TASK REQUIREMENTS ▸
A - In the account of the Orlando trip, rewrite the part from "Words could not" to "was simply ‘supercalifragilisticexpialidocious’.", replacing "adventure" with "journey".
B - Answer these questions using the account of the Orlando trip:
(i) How long did the trip last?
(ii) At which park did the narrator wait outside a restaurant?
(iii) What is the name of the narrator's brother?

SOURCE TEXT start

I remember one evening sitting in my kitchen, just stirring at it for a long time. Realising how perfect it was in size and weight to travel. Here, the perfect opportunity had presented itself to me. I could spread the ashes of her beautiful and kind heart within the domain of her favourite Disney resort. Two had suddenly become three for the trip.
Words could not describe how amazing the two-week adventure turned out to be. I experienced vast amounts of high and lows from both theme park rides and the triggered memories of my wife. My brother and I had also been given the chance to connect back to our own childhood. It was simply ‘supercalifragilisticexpialidocious’.
I’ll always remember one specific moment in Orlando when I gained a slice of mental ‘closure’. It was midday at Universal Studios, we’d just finished our lunch in a restaurant by the entrance to the park. As we began to leave, my brother Karl expressed the need to use the restroom. He went back in, as I proceeded to wait outside. In true Orlando fashion, it was the most stunning day. No matter how I felt on the inside, my outside was being drenched by the most beautiful rays of happiness. I casually leaned against a wall and watched the world go by in its droves.
For just a short moment it went bizarrely quiet, my senses started to sharpen, it really made me take more notice of my surroundings. I thought of Katherine and just how much she would approve of my actions. I pondered just how much she would love everything Karl and I were doing. At that exact moment, a song pierced through the air into my ears from afar, the melody was catchy and uplifting. I didn’t have a clue who the artist was nor the title of the song. If anything was spiritually possible, these unknown lyrics had just given this moment a voice. It made me cry and smile at the same time. It was exactly the kind of words she would say to me. It was a really bizarre but happy experience that gave me so much strength.

SOURCE TEXT end
LISTING start

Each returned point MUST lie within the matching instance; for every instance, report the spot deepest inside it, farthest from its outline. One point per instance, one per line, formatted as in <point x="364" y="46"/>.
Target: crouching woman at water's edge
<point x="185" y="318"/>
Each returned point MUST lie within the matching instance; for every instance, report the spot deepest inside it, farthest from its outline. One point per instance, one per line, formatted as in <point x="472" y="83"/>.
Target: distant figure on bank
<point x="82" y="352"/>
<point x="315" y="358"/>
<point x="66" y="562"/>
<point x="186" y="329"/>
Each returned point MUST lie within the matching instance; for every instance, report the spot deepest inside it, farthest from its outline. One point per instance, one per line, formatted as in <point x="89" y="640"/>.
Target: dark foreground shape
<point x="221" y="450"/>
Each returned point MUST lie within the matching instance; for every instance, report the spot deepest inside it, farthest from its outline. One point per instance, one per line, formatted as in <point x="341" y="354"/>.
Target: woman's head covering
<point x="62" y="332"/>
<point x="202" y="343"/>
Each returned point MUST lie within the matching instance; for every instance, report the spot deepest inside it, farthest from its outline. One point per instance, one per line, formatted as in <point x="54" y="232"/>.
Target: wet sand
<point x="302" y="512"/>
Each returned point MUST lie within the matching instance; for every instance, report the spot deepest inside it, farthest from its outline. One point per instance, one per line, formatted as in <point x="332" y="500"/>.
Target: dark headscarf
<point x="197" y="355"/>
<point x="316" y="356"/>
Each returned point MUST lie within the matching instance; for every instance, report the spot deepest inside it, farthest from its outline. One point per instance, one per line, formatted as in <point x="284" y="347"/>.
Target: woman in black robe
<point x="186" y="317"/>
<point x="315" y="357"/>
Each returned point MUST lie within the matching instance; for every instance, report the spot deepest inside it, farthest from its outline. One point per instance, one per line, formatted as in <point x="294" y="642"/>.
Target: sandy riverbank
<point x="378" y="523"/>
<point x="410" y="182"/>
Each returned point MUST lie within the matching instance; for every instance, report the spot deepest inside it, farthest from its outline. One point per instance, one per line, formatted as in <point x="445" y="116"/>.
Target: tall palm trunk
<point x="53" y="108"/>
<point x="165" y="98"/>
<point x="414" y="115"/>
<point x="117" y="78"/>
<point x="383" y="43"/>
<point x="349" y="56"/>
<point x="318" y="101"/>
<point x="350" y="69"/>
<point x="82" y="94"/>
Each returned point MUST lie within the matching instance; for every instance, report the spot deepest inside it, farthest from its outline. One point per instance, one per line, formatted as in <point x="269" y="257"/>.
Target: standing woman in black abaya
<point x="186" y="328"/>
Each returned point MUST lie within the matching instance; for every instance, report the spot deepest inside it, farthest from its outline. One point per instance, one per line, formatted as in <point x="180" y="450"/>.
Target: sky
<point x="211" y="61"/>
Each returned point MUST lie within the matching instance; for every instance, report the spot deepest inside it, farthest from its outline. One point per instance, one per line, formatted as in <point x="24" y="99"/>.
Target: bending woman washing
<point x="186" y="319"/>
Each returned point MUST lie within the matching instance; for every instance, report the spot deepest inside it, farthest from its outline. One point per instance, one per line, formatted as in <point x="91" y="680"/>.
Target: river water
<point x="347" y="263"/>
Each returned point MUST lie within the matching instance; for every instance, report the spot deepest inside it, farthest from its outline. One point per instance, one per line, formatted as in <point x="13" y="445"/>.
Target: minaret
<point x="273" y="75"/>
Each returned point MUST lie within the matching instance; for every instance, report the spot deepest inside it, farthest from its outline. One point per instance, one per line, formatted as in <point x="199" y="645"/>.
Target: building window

LISTING end

SOLUTIONS TO THE PROBLEMS ▸
A -
Words could not describe how amazing the two-week journey turned out to be. I experienced vast amounts of high and lows from both theme park rides and the triggered memories of my wife. My brother and I had also been given the chance to connect back to our own childhood. It was simply ‘supercalifragilisticexpialidocious’.

B -
(i) Two weeks.
(ii) Universal Studios.
(iii) Karl.